==== Data for this exercise
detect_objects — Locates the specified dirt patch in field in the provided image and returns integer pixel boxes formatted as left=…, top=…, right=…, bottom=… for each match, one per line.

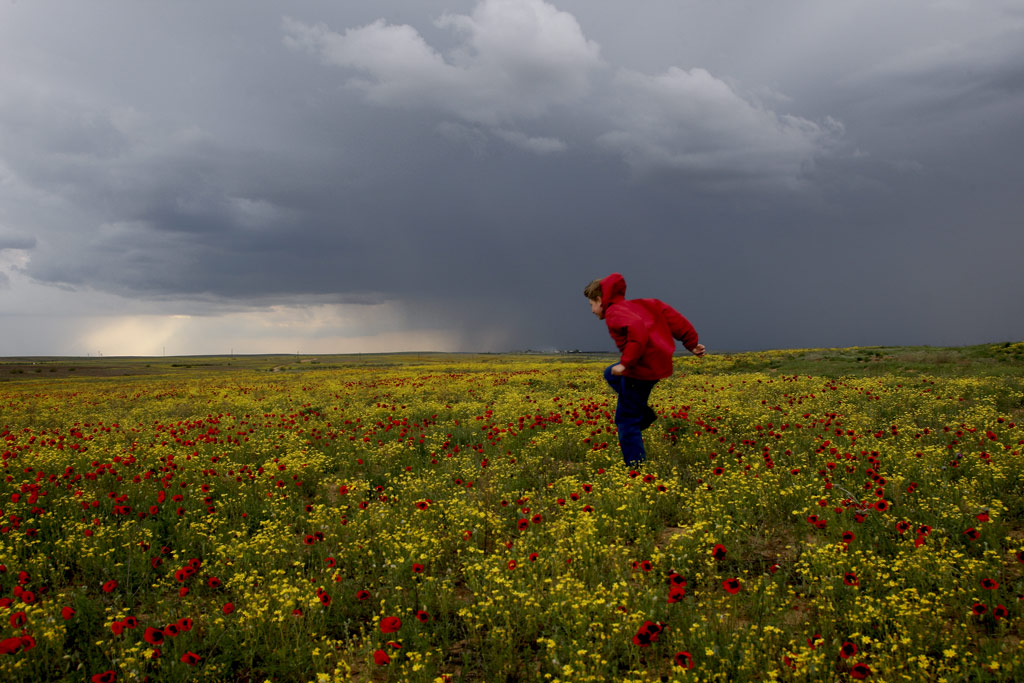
left=656, top=525, right=691, bottom=547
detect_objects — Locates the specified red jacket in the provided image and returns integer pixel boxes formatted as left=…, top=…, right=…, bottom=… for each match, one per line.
left=600, top=273, right=699, bottom=380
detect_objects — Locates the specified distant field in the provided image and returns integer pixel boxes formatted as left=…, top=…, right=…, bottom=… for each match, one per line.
left=3, top=343, right=1023, bottom=380
left=0, top=344, right=1022, bottom=681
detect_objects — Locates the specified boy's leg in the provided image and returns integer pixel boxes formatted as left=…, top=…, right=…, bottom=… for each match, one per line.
left=641, top=404, right=658, bottom=430
left=614, top=376, right=658, bottom=467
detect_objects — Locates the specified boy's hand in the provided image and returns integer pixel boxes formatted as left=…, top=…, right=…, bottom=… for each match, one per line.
left=611, top=363, right=626, bottom=375
left=691, top=344, right=706, bottom=357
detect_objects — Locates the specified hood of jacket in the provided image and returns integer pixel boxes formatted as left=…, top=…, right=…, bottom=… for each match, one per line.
left=600, top=273, right=627, bottom=313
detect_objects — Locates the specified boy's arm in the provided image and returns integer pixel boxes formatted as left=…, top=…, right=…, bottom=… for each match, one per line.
left=607, top=308, right=649, bottom=372
left=660, top=301, right=700, bottom=352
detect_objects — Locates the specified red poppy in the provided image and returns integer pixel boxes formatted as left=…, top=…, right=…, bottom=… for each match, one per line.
left=896, top=520, right=910, bottom=534
left=508, top=560, right=518, bottom=571
left=415, top=501, right=429, bottom=511
left=722, top=578, right=742, bottom=594
left=972, top=603, right=987, bottom=616
left=110, top=620, right=125, bottom=636
left=164, top=623, right=180, bottom=638
left=356, top=590, right=370, bottom=601
left=122, top=616, right=138, bottom=629
left=981, top=578, right=999, bottom=590
left=144, top=627, right=164, bottom=645
left=223, top=602, right=235, bottom=615
left=415, top=610, right=430, bottom=622
left=668, top=586, right=686, bottom=603
left=843, top=572, right=859, bottom=587
left=0, top=637, right=26, bottom=655
left=373, top=649, right=391, bottom=665
left=840, top=641, right=858, bottom=659
left=61, top=606, right=76, bottom=620
left=180, top=651, right=201, bottom=665
left=380, top=616, right=402, bottom=634
left=667, top=572, right=686, bottom=586
left=102, top=580, right=118, bottom=593
left=977, top=511, right=990, bottom=523
left=963, top=527, right=980, bottom=540
left=1017, top=551, right=1024, bottom=564
left=993, top=604, right=1009, bottom=620
left=632, top=620, right=665, bottom=646
left=207, top=576, right=221, bottom=589
left=319, top=593, right=331, bottom=606
left=674, top=651, right=694, bottom=669
left=177, top=617, right=193, bottom=632
left=90, top=672, right=117, bottom=683
left=873, top=500, right=888, bottom=512
left=529, top=552, right=539, bottom=562
left=711, top=544, right=727, bottom=560
left=842, top=531, right=856, bottom=544
left=850, top=662, right=871, bottom=679
left=412, top=564, right=424, bottom=574
left=517, top=518, right=529, bottom=530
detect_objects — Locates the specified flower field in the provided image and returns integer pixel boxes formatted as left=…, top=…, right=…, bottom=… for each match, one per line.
left=1, top=347, right=1023, bottom=682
========
**Exercise prompt:** Copy the records above precisely, and leave every image out of the copy.

**Written solution:**
detect_objects — Locates the specified dirt patch in field in the provided image and returns integer pixel boxes formatted as left=…, top=…, right=…, bottom=… for each match, one per line.

left=656, top=525, right=691, bottom=547
detect_objects — Locates the specified red jacket in the provided image and returns integer pixel boxes formatted as left=…, top=…, right=…, bottom=… for each match, one per line.
left=600, top=273, right=699, bottom=380
detect_objects — Locates the specified distant field in the provided image and returns integer pixel boxes formatted as left=…, top=…, right=…, bottom=… for each match, one per line.
left=3, top=343, right=1023, bottom=380
left=0, top=344, right=1022, bottom=681
detect_objects — Locates the specified boy's leg in the provided image and returns integer pixel boxes formatted as left=…, top=…, right=…, bottom=… for each match, one per line.
left=641, top=404, right=658, bottom=430
left=614, top=376, right=658, bottom=467
detect_objects — Locates the specified boy's hand in the provided image and returns integer pixel boxes formatted as left=…, top=…, right=…, bottom=… for each match, one per line.
left=611, top=363, right=626, bottom=375
left=691, top=344, right=706, bottom=357
detect_objects — Locates the specified hood of jacket in the provided image and returns integer pixel boxes formatted as left=…, top=…, right=…, bottom=… for each match, one per line.
left=600, top=273, right=627, bottom=313
detect_objects — Locates the specified boy's arm in the provided image and returns integer pixel boxes formatted as left=…, top=…, right=…, bottom=… for each match, one per line.
left=607, top=308, right=649, bottom=372
left=660, top=301, right=700, bottom=352
detect_objects — Locates the specified red poppy in the provided image and returns integer pixel boxes formatted as left=…, top=…, right=…, bottom=… for each match, one per line.
left=896, top=520, right=910, bottom=534
left=508, top=560, right=518, bottom=571
left=415, top=501, right=429, bottom=511
left=722, top=578, right=742, bottom=594
left=972, top=603, right=987, bottom=616
left=110, top=620, right=125, bottom=636
left=164, top=623, right=180, bottom=638
left=356, top=590, right=370, bottom=601
left=122, top=616, right=138, bottom=629
left=981, top=578, right=999, bottom=590
left=144, top=627, right=164, bottom=645
left=223, top=602, right=235, bottom=615
left=415, top=610, right=430, bottom=622
left=668, top=586, right=686, bottom=603
left=843, top=572, right=859, bottom=587
left=0, top=637, right=26, bottom=655
left=373, top=649, right=391, bottom=665
left=840, top=641, right=858, bottom=659
left=61, top=606, right=76, bottom=620
left=180, top=651, right=201, bottom=665
left=380, top=616, right=402, bottom=634
left=667, top=572, right=686, bottom=586
left=102, top=580, right=118, bottom=593
left=977, top=511, right=990, bottom=523
left=963, top=527, right=980, bottom=540
left=1017, top=551, right=1024, bottom=564
left=993, top=604, right=1009, bottom=620
left=632, top=620, right=665, bottom=646
left=207, top=576, right=221, bottom=589
left=319, top=593, right=331, bottom=606
left=674, top=651, right=694, bottom=669
left=177, top=617, right=193, bottom=632
left=90, top=672, right=117, bottom=683
left=873, top=500, right=888, bottom=512
left=529, top=552, right=539, bottom=562
left=711, top=544, right=727, bottom=560
left=842, top=531, right=856, bottom=544
left=850, top=662, right=871, bottom=679
left=412, top=564, right=424, bottom=574
left=517, top=518, right=529, bottom=530
detect_objects — Locates the specified flower field in the provided image and returns integer pixel boxes formatted as left=…, top=…, right=…, bottom=… for each match, one per line.
left=1, top=347, right=1023, bottom=682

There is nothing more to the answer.